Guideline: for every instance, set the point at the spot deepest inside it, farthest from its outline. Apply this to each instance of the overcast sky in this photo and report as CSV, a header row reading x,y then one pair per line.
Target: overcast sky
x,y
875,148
◆ ◆ ◆
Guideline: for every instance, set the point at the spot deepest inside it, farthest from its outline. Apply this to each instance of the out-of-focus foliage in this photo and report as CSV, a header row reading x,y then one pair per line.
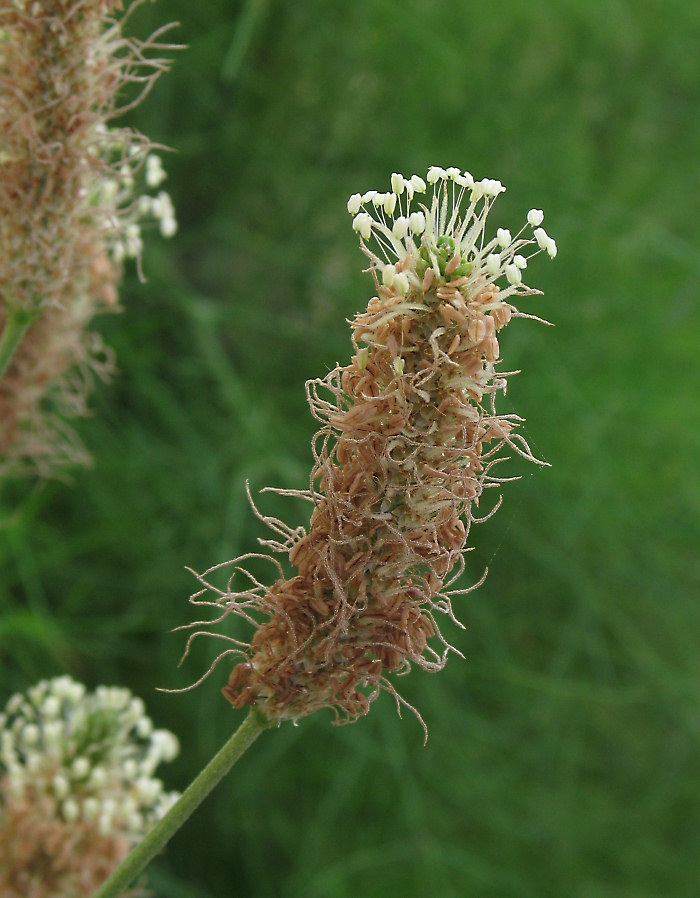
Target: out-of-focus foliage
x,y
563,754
◆ ◆ ◆
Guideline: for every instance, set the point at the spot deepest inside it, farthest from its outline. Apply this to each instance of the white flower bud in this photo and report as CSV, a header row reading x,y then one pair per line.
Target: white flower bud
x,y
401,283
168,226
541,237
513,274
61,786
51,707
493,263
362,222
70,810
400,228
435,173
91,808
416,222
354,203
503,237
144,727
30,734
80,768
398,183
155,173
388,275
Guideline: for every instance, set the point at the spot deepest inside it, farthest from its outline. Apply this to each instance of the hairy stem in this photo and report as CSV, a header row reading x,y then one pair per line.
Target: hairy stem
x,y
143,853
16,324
◆ ◆ ◆
**WHAT THE EXERCISE ASKS:** Which lines of the listing above contain the string "focus"? Copy each of them out in full.

**FULL OUTPUT:**
Guideline: for every instance, set the point at the spot deepest inside it, farthest from its outline. Apply this to each instance of the out-of-focus foliage in this photo and report as CSV, a header row reading x,y then one pair per line.
Target: out-of-focus foliage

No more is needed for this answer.